**Task prompt**
Render each non-blank line of the data below as a row in a Markdown table with the columns Row and Line, numbering the rows in order.

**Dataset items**
==*==

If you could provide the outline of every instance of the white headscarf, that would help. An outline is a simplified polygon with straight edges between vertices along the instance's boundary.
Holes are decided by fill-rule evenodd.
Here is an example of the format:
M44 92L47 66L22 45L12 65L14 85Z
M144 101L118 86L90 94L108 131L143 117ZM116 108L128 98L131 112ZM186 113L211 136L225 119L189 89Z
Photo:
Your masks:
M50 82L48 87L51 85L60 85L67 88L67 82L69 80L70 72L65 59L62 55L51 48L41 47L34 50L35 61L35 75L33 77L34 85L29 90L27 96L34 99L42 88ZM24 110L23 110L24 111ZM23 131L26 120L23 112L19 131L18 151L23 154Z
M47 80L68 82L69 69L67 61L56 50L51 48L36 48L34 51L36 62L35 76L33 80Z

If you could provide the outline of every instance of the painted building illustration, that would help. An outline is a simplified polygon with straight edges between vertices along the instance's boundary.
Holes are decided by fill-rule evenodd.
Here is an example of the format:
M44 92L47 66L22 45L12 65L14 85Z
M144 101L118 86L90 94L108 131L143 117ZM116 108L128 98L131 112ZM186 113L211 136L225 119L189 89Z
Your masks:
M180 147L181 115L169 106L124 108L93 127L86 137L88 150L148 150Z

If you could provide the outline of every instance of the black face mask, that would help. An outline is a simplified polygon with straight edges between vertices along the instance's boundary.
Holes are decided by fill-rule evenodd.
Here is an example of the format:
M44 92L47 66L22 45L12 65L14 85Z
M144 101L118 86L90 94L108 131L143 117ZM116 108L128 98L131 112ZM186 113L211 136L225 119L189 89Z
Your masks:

==*==

**Solution to the problem**
| Row | Line |
|---|---|
| 1 | If you could provide the outline of every instance of the white headscarf, that would help. An outline is a simplified polygon with straight edges between vertices along the instance's boundary. |
| 2 | Holes are decided by fill-rule evenodd. |
| 3 | Here is an example of the format: |
| 4 | M44 92L47 66L22 45L12 65L14 85Z |
| 5 | M144 101L118 86L90 94L108 131L143 117ZM116 108L128 98L131 112ZM186 113L211 136L225 119L189 89Z |
| 6 | Photo: |
| 7 | Your masks: |
| 8 | M50 82L48 87L51 85L60 85L67 88L67 82L69 80L70 72L65 59L62 55L51 48L41 47L34 50L35 61L35 75L33 77L34 85L29 90L27 96L34 99L42 88ZM24 110L23 110L24 111ZM23 131L26 120L23 112L19 131L18 151L23 154Z |
| 9 | M47 80L68 82L69 69L67 61L56 50L51 48L36 48L34 51L36 62L35 76L33 80Z |
| 10 | If you could provide the outline of every instance of the painted building illustration, that would help. An outline is a simplified polygon with straight edges between vertices along the instance's boundary. |
| 11 | Holes are decided by fill-rule evenodd. |
| 12 | Here is an example of the format: |
| 13 | M44 92L47 66L22 45L12 65L14 85Z |
| 14 | M144 101L118 86L90 94L108 131L143 117ZM116 108L128 98L131 112ZM186 113L211 136L225 119L189 89Z |
| 15 | Your masks: |
| 16 | M180 147L181 115L169 106L124 108L93 127L86 137L88 150L148 150Z |
| 17 | If you could provide the outline of every instance of the black face mask, that would help. An outline is a simplified polygon with straight edges between vertices along the instance's boundary. |
| 18 | Holes are decided by fill-rule evenodd. |
| 19 | Here is an example of the format: |
| 20 | M44 92L47 66L22 45L12 65L14 85Z |
| 21 | M144 101L118 86L90 94L108 131L143 117ZM116 108L128 98L131 112ZM186 113L211 136L225 119L189 89Z |
| 22 | Your masks: |